## Task directions:
Beginning with the line containing "Where can you spot the sepia" and ending with the last line of the records, set down every line exactly.

[Recorded data]
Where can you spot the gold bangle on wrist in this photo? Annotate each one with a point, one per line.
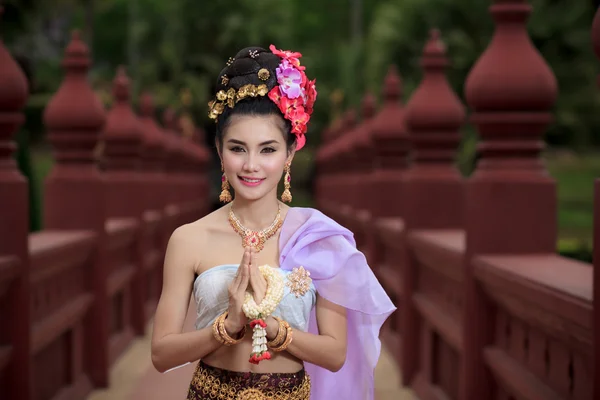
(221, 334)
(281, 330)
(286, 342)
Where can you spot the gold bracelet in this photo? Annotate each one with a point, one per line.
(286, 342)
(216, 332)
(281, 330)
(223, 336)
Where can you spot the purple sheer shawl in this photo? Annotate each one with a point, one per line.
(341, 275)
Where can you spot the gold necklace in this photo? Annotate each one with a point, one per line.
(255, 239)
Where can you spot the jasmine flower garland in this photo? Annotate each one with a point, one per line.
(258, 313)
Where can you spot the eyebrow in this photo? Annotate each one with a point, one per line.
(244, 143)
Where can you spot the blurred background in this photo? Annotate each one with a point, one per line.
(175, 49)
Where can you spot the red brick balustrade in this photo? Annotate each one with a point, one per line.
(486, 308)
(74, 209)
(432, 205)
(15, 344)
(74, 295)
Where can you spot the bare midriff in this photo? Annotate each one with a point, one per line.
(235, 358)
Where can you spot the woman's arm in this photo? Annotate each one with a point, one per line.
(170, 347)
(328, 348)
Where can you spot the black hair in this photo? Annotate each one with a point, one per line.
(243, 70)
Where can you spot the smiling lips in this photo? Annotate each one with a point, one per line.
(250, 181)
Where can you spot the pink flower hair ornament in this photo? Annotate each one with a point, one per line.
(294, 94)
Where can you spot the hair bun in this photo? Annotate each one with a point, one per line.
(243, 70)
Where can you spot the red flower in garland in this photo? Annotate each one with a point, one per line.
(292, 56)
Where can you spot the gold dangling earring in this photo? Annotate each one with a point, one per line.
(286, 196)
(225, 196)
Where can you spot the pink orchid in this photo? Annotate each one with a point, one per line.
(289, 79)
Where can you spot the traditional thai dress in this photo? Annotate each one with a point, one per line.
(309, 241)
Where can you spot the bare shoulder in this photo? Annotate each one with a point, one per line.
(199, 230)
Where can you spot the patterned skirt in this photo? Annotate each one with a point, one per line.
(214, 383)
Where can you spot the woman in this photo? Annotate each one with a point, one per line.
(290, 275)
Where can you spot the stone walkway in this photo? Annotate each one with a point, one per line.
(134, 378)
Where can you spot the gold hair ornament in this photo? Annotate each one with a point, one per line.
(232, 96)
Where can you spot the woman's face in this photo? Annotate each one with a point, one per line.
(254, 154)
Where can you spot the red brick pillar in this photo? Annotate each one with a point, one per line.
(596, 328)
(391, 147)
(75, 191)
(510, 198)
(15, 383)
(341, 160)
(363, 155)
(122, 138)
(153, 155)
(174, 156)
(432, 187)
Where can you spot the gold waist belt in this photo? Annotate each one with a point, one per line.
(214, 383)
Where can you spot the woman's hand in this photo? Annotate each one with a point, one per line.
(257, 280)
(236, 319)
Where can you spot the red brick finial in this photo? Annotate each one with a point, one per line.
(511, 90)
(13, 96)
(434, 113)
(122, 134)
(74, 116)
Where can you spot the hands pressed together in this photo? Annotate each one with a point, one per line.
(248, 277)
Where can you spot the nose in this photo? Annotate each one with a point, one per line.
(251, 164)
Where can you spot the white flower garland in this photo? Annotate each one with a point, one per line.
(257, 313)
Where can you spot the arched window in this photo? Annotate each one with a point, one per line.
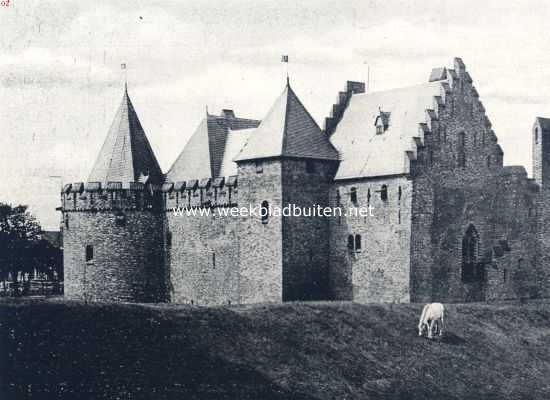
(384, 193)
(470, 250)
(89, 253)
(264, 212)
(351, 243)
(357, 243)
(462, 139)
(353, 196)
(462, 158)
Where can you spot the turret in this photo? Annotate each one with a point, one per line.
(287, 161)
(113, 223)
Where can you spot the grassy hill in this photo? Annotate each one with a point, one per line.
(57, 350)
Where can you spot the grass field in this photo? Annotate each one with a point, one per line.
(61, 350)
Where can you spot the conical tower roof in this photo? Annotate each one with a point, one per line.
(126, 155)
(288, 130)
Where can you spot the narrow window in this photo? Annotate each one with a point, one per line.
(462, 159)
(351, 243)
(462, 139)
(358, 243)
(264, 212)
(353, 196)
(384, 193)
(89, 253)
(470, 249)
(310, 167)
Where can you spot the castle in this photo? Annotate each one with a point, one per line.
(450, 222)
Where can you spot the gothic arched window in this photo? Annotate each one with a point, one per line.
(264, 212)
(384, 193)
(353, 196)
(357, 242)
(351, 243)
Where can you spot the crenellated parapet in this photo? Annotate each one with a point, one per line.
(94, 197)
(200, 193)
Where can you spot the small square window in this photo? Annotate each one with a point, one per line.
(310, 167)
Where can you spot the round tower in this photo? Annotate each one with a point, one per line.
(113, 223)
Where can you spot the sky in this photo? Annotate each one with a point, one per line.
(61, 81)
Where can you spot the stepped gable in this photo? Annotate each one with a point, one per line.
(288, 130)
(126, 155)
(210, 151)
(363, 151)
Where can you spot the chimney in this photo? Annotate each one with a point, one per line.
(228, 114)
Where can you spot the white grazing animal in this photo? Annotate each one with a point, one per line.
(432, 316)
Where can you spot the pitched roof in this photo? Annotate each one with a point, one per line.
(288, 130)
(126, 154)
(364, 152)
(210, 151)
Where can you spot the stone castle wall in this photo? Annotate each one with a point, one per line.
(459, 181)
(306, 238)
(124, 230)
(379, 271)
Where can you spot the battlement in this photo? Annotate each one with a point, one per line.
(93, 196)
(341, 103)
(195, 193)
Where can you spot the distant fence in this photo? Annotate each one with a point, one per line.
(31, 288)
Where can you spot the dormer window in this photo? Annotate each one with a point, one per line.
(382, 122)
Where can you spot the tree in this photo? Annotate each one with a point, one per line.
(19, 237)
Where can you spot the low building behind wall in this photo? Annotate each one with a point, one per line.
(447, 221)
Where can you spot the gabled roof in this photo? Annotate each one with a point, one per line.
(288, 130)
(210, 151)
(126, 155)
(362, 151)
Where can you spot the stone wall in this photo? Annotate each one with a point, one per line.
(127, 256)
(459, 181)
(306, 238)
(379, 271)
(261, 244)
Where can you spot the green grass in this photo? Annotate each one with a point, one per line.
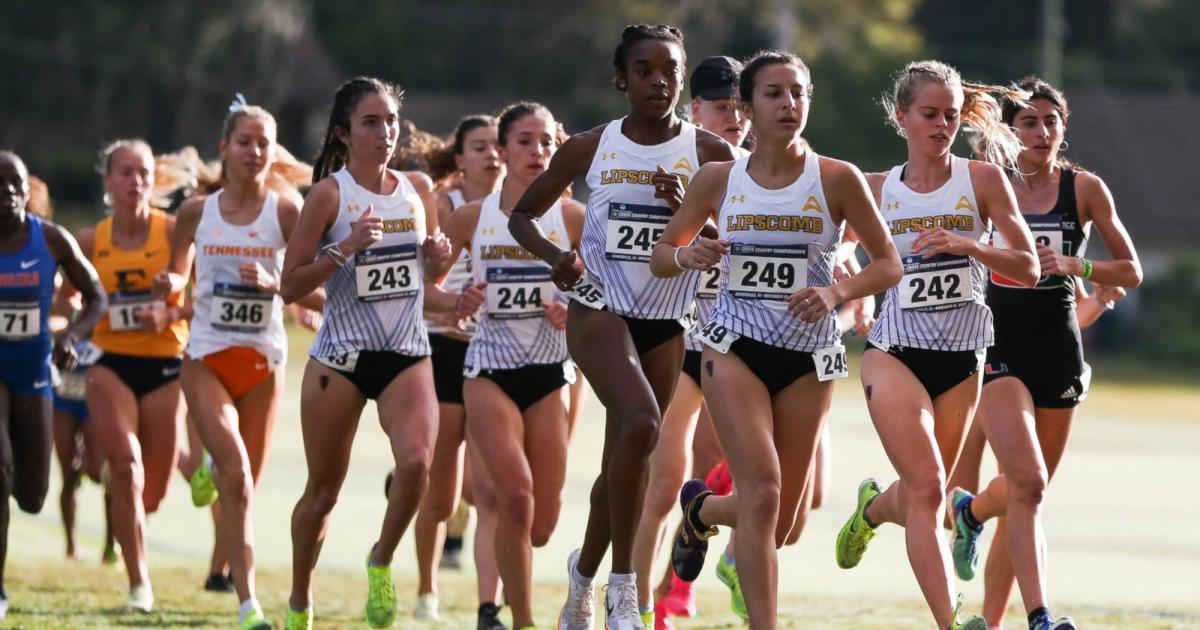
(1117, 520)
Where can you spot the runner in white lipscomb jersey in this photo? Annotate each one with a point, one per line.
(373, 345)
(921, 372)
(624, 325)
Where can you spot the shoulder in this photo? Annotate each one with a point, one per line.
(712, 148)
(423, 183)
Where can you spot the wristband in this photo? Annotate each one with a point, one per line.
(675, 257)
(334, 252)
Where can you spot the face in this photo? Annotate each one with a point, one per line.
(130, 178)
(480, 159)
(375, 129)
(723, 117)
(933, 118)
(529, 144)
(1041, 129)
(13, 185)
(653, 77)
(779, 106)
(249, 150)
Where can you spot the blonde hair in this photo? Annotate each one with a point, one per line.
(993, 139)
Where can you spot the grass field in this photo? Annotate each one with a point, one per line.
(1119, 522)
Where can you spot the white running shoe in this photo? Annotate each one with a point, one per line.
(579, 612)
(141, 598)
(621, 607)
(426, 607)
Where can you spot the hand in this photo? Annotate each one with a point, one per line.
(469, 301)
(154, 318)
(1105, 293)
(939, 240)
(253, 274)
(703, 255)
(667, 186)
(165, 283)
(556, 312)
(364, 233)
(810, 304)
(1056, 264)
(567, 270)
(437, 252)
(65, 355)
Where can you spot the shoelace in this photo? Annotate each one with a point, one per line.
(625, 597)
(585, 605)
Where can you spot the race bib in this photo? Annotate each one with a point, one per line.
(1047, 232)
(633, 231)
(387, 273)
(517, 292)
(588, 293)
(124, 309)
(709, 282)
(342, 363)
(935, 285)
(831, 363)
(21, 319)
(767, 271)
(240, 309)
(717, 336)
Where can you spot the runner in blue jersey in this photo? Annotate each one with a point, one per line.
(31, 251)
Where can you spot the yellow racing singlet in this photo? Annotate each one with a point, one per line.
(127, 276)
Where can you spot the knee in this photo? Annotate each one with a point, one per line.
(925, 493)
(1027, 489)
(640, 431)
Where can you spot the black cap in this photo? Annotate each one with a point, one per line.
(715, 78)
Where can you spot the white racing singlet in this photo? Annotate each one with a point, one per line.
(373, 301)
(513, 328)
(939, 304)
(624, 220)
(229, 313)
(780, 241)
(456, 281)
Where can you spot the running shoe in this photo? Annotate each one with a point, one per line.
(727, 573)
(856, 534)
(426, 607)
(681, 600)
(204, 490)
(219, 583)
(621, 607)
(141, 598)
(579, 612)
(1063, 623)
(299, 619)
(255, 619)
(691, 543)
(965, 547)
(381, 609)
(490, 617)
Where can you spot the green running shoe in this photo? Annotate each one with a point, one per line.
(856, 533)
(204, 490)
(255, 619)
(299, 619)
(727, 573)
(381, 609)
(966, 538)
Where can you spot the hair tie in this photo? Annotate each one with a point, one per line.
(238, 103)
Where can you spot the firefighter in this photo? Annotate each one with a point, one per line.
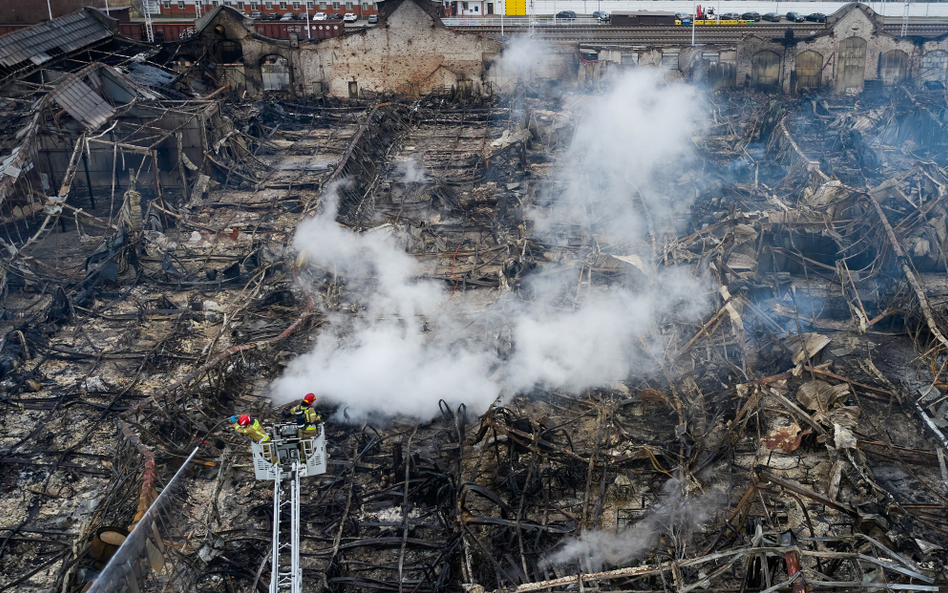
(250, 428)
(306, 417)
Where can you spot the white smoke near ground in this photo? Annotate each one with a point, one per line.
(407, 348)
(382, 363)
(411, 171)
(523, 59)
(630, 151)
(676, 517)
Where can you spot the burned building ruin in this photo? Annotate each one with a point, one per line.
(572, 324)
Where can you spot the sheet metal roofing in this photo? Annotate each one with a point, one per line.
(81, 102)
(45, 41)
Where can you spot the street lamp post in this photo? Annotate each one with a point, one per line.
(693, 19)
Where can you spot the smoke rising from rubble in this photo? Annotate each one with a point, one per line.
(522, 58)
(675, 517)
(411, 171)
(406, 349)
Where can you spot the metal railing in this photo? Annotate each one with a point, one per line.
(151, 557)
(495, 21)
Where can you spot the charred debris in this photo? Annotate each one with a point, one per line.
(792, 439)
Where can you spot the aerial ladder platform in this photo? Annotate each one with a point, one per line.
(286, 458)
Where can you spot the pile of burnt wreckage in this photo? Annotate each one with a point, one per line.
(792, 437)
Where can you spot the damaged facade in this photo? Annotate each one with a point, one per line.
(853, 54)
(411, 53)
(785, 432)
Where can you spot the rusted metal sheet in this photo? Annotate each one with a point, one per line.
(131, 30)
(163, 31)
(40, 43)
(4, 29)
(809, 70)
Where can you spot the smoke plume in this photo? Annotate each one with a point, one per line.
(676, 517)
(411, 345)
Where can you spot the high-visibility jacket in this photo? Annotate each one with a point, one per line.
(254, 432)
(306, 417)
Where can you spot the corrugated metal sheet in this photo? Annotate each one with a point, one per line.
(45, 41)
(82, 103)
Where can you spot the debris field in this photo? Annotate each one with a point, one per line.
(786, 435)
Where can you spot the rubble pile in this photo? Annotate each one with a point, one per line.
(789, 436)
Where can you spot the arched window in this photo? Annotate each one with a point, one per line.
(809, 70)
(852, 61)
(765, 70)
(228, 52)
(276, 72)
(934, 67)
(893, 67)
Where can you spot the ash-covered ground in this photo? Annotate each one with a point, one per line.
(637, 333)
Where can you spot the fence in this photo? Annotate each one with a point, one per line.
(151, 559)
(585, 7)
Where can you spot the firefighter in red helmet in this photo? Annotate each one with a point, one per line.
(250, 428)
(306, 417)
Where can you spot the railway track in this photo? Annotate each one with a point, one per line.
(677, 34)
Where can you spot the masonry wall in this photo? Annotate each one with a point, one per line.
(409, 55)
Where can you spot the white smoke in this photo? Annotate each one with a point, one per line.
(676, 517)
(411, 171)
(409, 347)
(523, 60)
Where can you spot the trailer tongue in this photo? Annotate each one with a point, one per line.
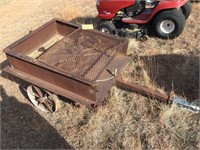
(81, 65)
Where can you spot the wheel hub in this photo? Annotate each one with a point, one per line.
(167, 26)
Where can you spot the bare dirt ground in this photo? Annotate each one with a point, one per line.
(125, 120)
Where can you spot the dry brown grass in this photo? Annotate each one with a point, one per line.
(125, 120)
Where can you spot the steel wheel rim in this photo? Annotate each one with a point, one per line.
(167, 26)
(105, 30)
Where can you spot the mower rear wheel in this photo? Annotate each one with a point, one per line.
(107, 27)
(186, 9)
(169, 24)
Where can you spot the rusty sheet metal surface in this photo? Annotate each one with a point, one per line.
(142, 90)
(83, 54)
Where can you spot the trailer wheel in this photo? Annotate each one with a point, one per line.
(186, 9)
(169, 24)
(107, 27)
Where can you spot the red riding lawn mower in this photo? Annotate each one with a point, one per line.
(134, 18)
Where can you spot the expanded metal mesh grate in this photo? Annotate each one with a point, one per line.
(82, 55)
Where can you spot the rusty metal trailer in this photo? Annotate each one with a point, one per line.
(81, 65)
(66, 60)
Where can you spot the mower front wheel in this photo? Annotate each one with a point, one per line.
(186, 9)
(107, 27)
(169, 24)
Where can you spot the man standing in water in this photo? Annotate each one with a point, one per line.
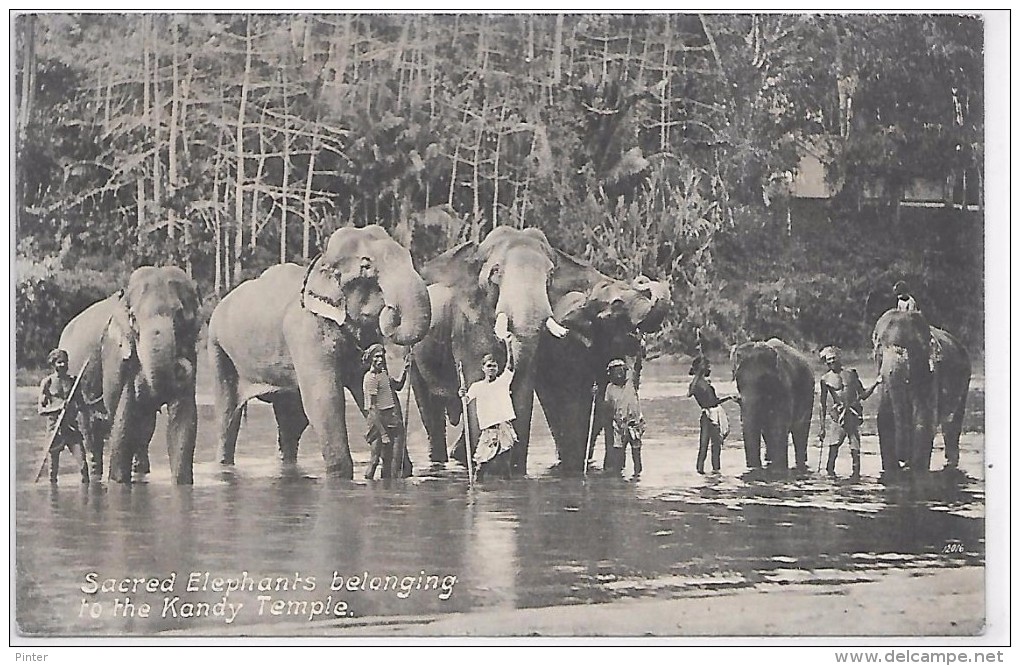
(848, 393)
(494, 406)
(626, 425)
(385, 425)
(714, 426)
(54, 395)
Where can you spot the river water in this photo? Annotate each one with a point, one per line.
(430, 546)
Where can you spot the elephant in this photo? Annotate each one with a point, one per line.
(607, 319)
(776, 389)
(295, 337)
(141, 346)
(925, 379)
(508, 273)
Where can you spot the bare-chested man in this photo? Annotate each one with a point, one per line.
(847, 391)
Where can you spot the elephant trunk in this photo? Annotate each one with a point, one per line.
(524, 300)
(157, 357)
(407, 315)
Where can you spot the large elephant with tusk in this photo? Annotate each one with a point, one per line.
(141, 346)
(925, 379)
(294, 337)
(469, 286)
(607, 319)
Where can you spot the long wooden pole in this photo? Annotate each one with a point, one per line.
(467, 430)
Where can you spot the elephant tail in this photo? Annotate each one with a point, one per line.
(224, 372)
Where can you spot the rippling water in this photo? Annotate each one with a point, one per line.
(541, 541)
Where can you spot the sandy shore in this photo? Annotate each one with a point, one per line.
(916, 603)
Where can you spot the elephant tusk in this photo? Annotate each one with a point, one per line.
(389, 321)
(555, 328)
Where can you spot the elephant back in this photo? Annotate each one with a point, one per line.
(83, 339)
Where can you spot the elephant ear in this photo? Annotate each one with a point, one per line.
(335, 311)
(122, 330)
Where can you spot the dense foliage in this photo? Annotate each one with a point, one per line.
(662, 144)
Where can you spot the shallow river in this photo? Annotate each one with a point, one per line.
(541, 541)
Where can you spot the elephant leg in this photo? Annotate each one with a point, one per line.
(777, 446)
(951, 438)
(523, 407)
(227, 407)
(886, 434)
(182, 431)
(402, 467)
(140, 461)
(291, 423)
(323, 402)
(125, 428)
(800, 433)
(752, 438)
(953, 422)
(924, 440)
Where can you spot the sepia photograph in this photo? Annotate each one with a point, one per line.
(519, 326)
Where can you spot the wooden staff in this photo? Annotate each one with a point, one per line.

## Answer for the task:
Where can you spot the sepia photograph in this photo? Annotate each one with a point, one per line.
(519, 326)
Where can you spot the wooden staff in this photo? Annotate each one with a point, one per line.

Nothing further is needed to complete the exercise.